*** Opening EXCERPTED TEXT ***
In areas with high disease burden, the data on aetiology of pneumonia remains sparse [7]. The identification of the definite aetiology of CAP in blood or sputum samples is challenging despite the progress in diagnostic techniques and sophisticated molecular methods. The expanding rate of emergence of new and multi-drug resistant pathogens globally is a major concern for antibiotic management for CAP [8]. Although the incidence of CAP in India is reported to be 4 million cases annually with mortality rates up to 25% in patients admitted to the intensive care unit, there are very few reports describing the microbial aetiology of CAP [5,9-11]. There is also considerable variation in the microbial patterns, depending on the geographic location, and the use of different types of microbiologic investigations [5,8,11,12].
Knowledge of common microbial patterns in CAP is crucial for making initial therapeutic decisions for empiric antimicrobial treatment. This study was aimed at determining the bacterial aetiology of CAP in patients admitted to a tertiary care hospital in the rural area of Mangalore as many other previous studies have focused on determining the bacterial aetiology of CAP in the urban areas.
*** Closing EXCERPTED TEXT ***
*** Opening MATERIAL SHOWN ***
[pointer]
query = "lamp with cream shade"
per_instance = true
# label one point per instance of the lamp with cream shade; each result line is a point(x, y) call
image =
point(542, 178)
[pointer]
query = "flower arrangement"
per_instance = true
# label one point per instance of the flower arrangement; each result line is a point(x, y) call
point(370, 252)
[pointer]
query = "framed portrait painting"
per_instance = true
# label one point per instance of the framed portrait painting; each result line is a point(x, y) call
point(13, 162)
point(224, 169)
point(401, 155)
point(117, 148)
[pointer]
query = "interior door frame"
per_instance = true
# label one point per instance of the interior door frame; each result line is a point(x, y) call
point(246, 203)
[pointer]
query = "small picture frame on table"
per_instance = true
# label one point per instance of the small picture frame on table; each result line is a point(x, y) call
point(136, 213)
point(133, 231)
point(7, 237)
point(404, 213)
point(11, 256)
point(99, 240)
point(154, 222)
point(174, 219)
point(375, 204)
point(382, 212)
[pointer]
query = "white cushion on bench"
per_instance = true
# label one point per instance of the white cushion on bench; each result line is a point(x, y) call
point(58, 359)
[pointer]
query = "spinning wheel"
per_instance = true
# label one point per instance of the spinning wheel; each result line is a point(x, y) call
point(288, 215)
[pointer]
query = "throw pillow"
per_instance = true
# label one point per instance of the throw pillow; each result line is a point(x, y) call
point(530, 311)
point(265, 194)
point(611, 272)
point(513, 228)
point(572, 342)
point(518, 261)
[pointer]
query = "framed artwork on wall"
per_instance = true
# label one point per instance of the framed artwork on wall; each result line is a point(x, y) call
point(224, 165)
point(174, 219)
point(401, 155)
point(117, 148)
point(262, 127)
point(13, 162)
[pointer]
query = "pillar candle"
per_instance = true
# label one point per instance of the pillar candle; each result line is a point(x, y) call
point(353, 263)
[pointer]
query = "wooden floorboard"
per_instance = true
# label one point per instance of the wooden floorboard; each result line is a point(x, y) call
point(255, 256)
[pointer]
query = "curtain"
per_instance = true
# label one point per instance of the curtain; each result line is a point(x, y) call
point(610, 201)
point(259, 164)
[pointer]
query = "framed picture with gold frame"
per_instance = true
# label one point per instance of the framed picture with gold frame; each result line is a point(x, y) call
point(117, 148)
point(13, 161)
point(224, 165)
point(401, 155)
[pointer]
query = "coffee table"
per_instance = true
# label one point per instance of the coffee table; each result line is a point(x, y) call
*** Closing MATERIAL SHOWN ***
_REQUIRED ACTION 1_
According to the pneumonia text, how many cases of CAP are reported each year in India?
_REQUIRED ACTION 2_
Write out the part of the pneumonia text that begins at the words "Knowledge of common" and stops after the words "the urban areas.".
_REQUIRED ACTION 3_
Continue the pneumonia text from where it stops.
The records have no part in this work.

_WRITTEN ANSWER 1_
About 4 million cases annually.

_WRITTEN ANSWER 2_
Knowledge of common microbial patterns in CAP is crucial for making initial therapeutic decisions for empiric antimicrobial treatment. This study was aimed at determining the bacterial aetiology of CAP in patients admitted to a tertiary care hospital in the rural area of Mangalore as many other previous studies have focused on determining the bacterial aetiology of CAP in the urban areas.

_WRITTEN ANSWER 3_
Materials and Methods
This was a descriptive study carried out among adult patients, 18 years of age or older, admitted to 1200-bedded tertiary care teaching hospital in the rural area of Mangalore, Karnataka, India with a working diagnosis of CAP. This study was conducted from a period of August 2012 to August 2014 and a total of 220 subjects were enrolled. Subjects with a diagnosis of CAP based on lung consolidation, pleural effusion and infiltrates on chest radiography at the time of admission and ≥2 additional symptoms (temperature >38.3°C, a new cough, chest pain, or new onset of dyspnea) were included in the study [13-15]. Subjects who have been hospitalised within the last 30 days, immunocompromised patients (e.g., HIV/AIDS, organ transplants, cancer patients or recipients of corticosteroids, anti-neoplastic therapy, or other immunosuppressive agents) and subjects with radiographic evidence of pulmonary tuberculosis were excluded [13,15]. All the participants gave written informed consent to participate, and the study protocol was approved by the Central Ethical Committee of the Institution (NU/CEC/Ph.D-46/2012).
Demographic data were collected from patient records which included age, sex, education, occupation, and income. Chest X-ray showing features of pneumonia (lung consolidation, pleural effusion, infiltrates) were noted. Specimens for microbiologic diagnosis included blood and sputum cultures in all enrolled patients. The samples were obtained in a sterile container, and the microscopic evaluation was done by Gram staining. Sputum validity was assessed using the Geckler criteria and samples containing over 10 Squamous Epithelial Cells (SEC) per Low Power Microscope Field (LPMF) were rejected [16]. Tracheal aspirate, pleural fluid, and BAL specimens were collected from the subjects who underwent mechanical ventilation. Samples accepted after microscopic evaluation were inoculated directly onto Sheep blood agar, MacConkey agar and Chocolate agar plates within 30 minutes of sample collection [Table/Fig-1,2] [16]. Culture positive isolates from the samples were initially identified by Gram stain from the colony, colony morphology, and oxidase reaction. They were further subjected to biochemical identification [17].
Streptococcus pneumoniae cultured on chocolate agar plate.
Staphylococcus aureus cultured on sheep blood agar plate.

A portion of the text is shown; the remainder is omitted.